*** Opening RECORDS SHOWN ***

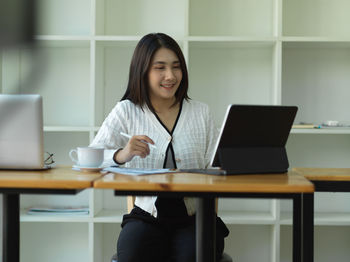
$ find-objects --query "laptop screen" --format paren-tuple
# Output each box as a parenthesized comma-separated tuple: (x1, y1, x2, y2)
(0, 94, 44, 169)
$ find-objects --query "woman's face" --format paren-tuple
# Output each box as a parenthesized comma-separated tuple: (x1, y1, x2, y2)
(148, 47, 183, 104)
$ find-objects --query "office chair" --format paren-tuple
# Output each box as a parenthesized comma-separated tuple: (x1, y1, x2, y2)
(110, 197, 233, 262)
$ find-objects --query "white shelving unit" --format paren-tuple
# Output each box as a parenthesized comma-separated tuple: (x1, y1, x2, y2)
(1, 0, 350, 261)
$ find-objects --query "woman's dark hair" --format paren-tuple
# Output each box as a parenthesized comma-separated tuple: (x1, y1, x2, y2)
(121, 33, 189, 112)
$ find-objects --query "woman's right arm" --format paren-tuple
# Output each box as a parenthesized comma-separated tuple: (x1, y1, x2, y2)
(89, 103, 128, 165)
(91, 102, 155, 165)
(114, 135, 155, 163)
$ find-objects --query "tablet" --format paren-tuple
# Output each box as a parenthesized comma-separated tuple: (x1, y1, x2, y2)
(210, 104, 298, 174)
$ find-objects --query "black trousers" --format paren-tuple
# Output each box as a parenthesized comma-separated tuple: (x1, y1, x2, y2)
(116, 217, 227, 262)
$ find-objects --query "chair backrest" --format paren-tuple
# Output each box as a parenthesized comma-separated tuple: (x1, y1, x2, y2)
(127, 196, 135, 213)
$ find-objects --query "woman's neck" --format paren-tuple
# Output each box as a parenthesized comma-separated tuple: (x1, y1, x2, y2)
(151, 97, 177, 113)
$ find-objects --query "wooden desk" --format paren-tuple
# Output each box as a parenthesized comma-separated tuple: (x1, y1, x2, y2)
(0, 167, 103, 262)
(293, 168, 350, 191)
(292, 168, 350, 261)
(94, 171, 314, 262)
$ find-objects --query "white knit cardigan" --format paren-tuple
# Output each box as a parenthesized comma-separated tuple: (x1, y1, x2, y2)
(90, 99, 219, 217)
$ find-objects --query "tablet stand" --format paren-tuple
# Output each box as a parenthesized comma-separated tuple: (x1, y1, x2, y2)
(218, 147, 289, 174)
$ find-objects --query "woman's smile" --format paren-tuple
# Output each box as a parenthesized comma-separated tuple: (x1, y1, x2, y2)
(160, 83, 176, 90)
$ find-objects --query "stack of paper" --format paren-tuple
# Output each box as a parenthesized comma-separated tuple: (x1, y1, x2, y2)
(104, 166, 174, 176)
(27, 206, 89, 215)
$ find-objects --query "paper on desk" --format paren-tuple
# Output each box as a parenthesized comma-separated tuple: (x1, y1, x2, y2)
(104, 166, 175, 176)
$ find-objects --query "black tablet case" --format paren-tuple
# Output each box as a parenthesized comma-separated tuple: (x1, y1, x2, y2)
(212, 105, 298, 174)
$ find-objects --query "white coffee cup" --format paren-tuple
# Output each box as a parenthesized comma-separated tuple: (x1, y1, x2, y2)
(69, 147, 104, 167)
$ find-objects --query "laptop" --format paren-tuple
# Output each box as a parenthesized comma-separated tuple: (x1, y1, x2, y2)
(0, 94, 46, 170)
(210, 104, 298, 175)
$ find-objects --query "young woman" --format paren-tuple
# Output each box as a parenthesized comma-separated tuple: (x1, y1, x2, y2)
(90, 33, 229, 262)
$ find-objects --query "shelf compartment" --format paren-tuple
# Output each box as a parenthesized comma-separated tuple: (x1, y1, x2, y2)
(1, 46, 91, 126)
(36, 0, 90, 36)
(188, 41, 274, 126)
(92, 189, 127, 218)
(93, 209, 125, 223)
(189, 0, 274, 37)
(219, 211, 276, 225)
(314, 192, 350, 213)
(35, 36, 91, 48)
(225, 225, 273, 262)
(188, 39, 276, 48)
(93, 223, 122, 262)
(187, 36, 276, 43)
(218, 198, 275, 225)
(281, 225, 350, 262)
(20, 186, 90, 213)
(94, 36, 142, 42)
(21, 222, 89, 262)
(287, 134, 350, 169)
(43, 132, 90, 165)
(283, 0, 350, 37)
(282, 37, 350, 44)
(44, 126, 93, 132)
(95, 0, 187, 37)
(280, 212, 350, 226)
(94, 41, 138, 126)
(282, 43, 350, 124)
(281, 192, 350, 225)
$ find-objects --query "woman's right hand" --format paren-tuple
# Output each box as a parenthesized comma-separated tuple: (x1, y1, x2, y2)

*** Closing RECORDS SHOWN ***

• [TASK STATEMENT]:
From the first line to the last, reproduce the records above exactly and skip the pictures.

• [EXERCISE RESPONSE]:
$ find-objects --query "laptop screen" --format paren-tuple
# Output each box as a parenthesized comma-separated tuple: (x1, y1, x2, y2)
(0, 94, 44, 169)
$ find-objects --query "woman's face" --format paren-tuple
# Output each box as a parenthesized comma-separated tuple: (x1, y1, x2, y2)
(148, 47, 183, 104)
$ find-objects --query "office chair" --format paren-tuple
# Output each box as a parenthesized comma-separated tuple: (x1, y1, x2, y2)
(110, 197, 233, 262)
$ find-objects --query "white shelving unit" --format paren-tuple
# Output each box as a parenthesized comma-separated tuple: (x1, y1, x2, y2)
(1, 0, 350, 261)
$ find-objects --query "woman's dark hair" --format paren-tuple
# Output each box as a parenthesized comma-separated tuple: (x1, y1, x2, y2)
(121, 33, 189, 112)
$ find-objects --query "woman's right arm" --format paren-tuple
# Output each box as a parenthesized comma-separated tuple: (x1, y1, x2, y2)
(89, 103, 128, 165)
(91, 102, 155, 165)
(114, 135, 155, 163)
$ find-objects --query "tablet" --format paren-tuple
# Output each box as a parenthesized comma-separated tuple: (x1, y1, x2, y2)
(210, 104, 298, 174)
$ find-objects --query "black trousers" --format paren-tuple
# Output each box as a parenthesized comma-separated tuple: (x1, y1, x2, y2)
(116, 217, 227, 262)
$ find-objects --query "chair backrest" --format paren-tuple
# Output each box as a parenthesized comma-separated tuple: (x1, y1, x2, y2)
(127, 196, 135, 213)
$ find-objects --query "woman's neck" --format paren-tuple
# Output each box as a parenthesized comma-separated tuple: (x1, y1, x2, y2)
(151, 97, 177, 113)
$ find-objects --query "wooden desk" --format paren-tuple
# Output each box as a parenthesized comma-separated tuple: (x1, y1, x2, y2)
(0, 167, 103, 262)
(293, 168, 350, 191)
(292, 168, 350, 261)
(94, 171, 314, 262)
$ find-objects --query "white knit cardigan" --format paren-tuple
# Output each box as a parenthesized comma-separated tuple: (x1, y1, x2, y2)
(90, 99, 219, 217)
$ find-objects --query "tablet stand" --format paren-tuple
# Output each box as a parenthesized comma-separated tuple: (x1, y1, x2, y2)
(218, 147, 289, 174)
$ find-objects --query "woman's smile" --format paren-tuple
# Output each box as a parenthesized comma-separated tuple: (x1, y1, x2, y2)
(160, 83, 176, 90)
$ find-objects --query "stack of paper" --format paren-tuple
# Output each box as a parenthesized comma-separated tuple: (x1, y1, x2, y2)
(104, 166, 174, 176)
(27, 206, 89, 215)
$ find-objects --query "paper on desk" --format paren-tuple
# Output each box as a parenthesized comma-separated tuple: (x1, y1, x2, y2)
(104, 166, 175, 176)
$ find-objects --query "black tablet case" --format paren-tuple
# Output each box as a parenthesized comma-separated tuple: (x1, y1, x2, y2)
(212, 105, 298, 174)
$ find-objects --query "white coffee cup" --format paren-tuple
# Output each box as a parenthesized comma-separated tuple: (x1, y1, x2, y2)
(69, 147, 104, 167)
$ find-objects --query "laptop" --format paren-tuple
# Output each box as a parenthesized comma-separated tuple: (x1, y1, x2, y2)
(0, 94, 46, 170)
(210, 104, 298, 175)
$ find-objects --query "young woman" --format paren-tuple
# Output each box as a parenthesized comma-separated tuple: (x1, y1, x2, y2)
(90, 33, 229, 262)
$ find-objects --query "shelf compartment" --format paren-tuple
# Output each box as a parenthesized comma-separated tuple: (x1, y1, x2, y2)
(1, 46, 91, 126)
(36, 0, 90, 36)
(188, 41, 274, 126)
(92, 189, 127, 218)
(93, 209, 125, 223)
(189, 0, 274, 37)
(219, 211, 276, 225)
(314, 192, 350, 213)
(35, 36, 91, 48)
(225, 225, 273, 262)
(188, 39, 276, 48)
(93, 223, 122, 262)
(187, 36, 276, 43)
(218, 198, 275, 225)
(281, 225, 350, 262)
(20, 186, 90, 213)
(94, 36, 142, 42)
(21, 222, 89, 262)
(287, 134, 350, 169)
(43, 132, 90, 165)
(283, 0, 350, 37)
(282, 37, 350, 44)
(44, 126, 93, 132)
(95, 0, 187, 37)
(280, 212, 350, 226)
(94, 41, 138, 126)
(282, 43, 350, 124)
(281, 192, 350, 225)
$ find-objects --query "woman's right hand" --format paren-tuple
# Output each box as a parenthesized comma-separated tuple: (x1, y1, x2, y2)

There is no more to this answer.